** START **

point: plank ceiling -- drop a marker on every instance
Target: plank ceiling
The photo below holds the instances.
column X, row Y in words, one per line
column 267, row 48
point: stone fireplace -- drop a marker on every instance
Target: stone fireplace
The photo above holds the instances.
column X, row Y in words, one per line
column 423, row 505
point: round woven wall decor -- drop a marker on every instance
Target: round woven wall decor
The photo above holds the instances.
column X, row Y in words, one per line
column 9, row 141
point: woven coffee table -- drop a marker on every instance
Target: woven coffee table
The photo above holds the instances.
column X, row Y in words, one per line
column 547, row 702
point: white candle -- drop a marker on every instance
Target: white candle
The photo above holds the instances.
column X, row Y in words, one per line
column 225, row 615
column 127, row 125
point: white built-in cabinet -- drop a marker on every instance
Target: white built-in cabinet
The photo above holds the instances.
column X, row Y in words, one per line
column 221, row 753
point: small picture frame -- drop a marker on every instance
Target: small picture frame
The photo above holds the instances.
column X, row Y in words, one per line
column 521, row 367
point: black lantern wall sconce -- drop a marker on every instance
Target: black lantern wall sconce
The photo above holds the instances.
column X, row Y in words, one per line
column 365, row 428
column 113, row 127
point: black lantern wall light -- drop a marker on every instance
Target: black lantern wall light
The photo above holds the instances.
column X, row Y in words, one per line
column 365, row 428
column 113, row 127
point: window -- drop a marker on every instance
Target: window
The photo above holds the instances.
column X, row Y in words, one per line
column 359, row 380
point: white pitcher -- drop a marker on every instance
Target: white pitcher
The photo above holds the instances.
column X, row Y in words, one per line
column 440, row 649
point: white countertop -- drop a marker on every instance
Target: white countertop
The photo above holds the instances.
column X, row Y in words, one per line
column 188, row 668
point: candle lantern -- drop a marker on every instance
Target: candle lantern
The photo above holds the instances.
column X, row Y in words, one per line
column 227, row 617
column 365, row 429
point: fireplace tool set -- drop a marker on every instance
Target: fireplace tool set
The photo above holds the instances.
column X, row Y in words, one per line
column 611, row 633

** END **

* [WHAT IS ASKED]: Put every line of the items above into a Markdown table with the columns No. and Line. Number each row and leave out blank lines.

* [RESPONSE]:
| No. | Line |
|---|---|
| 1 | point: plank ceiling -- drop a marker on every instance |
| 2 | Target: plank ceiling |
| 3 | The photo below holds the instances. |
| 4 | column X, row Y in words, one per line |
| 5 | column 267, row 48 |
| 6 | point: stone fireplace -- drop a marker on every instance |
| 7 | Target: stone fireplace |
| 8 | The photo above holds the instances. |
| 9 | column X, row Y in words, one per line |
| 10 | column 423, row 505 |
| 11 | point: round woven wall decor -- drop a marker on every instance |
| 12 | Target: round woven wall decor |
| 13 | The photo above holds the instances. |
| 14 | column X, row Y in words, one per line |
| 15 | column 9, row 141 |
| 16 | point: woven coffee table -- drop a marker on every instance |
| 17 | Target: woven coffee table |
| 18 | The photo above holds the instances. |
| 19 | column X, row Y in words, one per line |
| 20 | column 547, row 702 |
| 21 | point: white candle -- drop a marker on every instance |
| 22 | Target: white candle |
| 23 | The photo above holds the instances. |
| 24 | column X, row Y in words, one per line |
| 25 | column 225, row 615 |
| 26 | column 127, row 125 |
| 27 | point: white built-in cabinet -- drop a marker on every instance |
| 28 | Target: white built-in cabinet |
| 29 | The photo above holds the instances. |
| 30 | column X, row Y in words, one per line |
| 31 | column 221, row 753 |
| 32 | point: small picture frame -- drop a marker on every instance |
| 33 | Target: small picture frame |
| 34 | The photo above holds the instances. |
| 35 | column X, row Y in words, one per line |
| 36 | column 521, row 367 |
| 37 | point: black lantern wall sconce -- drop a marker on every instance |
| 38 | Target: black lantern wall sconce |
| 39 | The photo above holds the instances. |
| 40 | column X, row Y in words, one per line |
| 41 | column 365, row 428 |
| 42 | column 113, row 127 |
| 43 | point: black lantern wall light -- drop a marker on every instance |
| 44 | Target: black lantern wall light |
| 45 | The photo above holds the instances. |
| 46 | column X, row Y in words, one per line |
| 47 | column 365, row 428 |
| 48 | column 113, row 127 |
| 49 | point: window -- drop a marker on every instance |
| 50 | Target: window |
| 51 | The photo above holds the instances. |
| 52 | column X, row Y in words, one per line |
| 53 | column 359, row 380 |
| 54 | point: white pitcher -- drop a marker on every instance |
| 55 | Target: white pitcher |
| 56 | The photo above holds the instances. |
| 57 | column X, row Y in words, one per line |
| 58 | column 440, row 649 |
| 59 | point: white countertop -- drop a marker on every instance |
| 60 | Target: white countertop |
| 61 | The photo above holds the instances. |
| 62 | column X, row Y in words, one per line |
| 63 | column 188, row 668 |
| 64 | point: candle lantern -- drop a marker on every instance |
| 65 | Target: candle lantern |
| 66 | The photo above holds the instances. |
| 67 | column X, row Y in words, one per line |
| 68 | column 227, row 617 |
| 69 | column 365, row 429 |
| 70 | point: fireplace tool set -- drop a marker on every instance |
| 71 | Target: fireplace tool set |
| 72 | The photo above holds the instances. |
| 73 | column X, row Y in words, one per line |
| 74 | column 611, row 633 |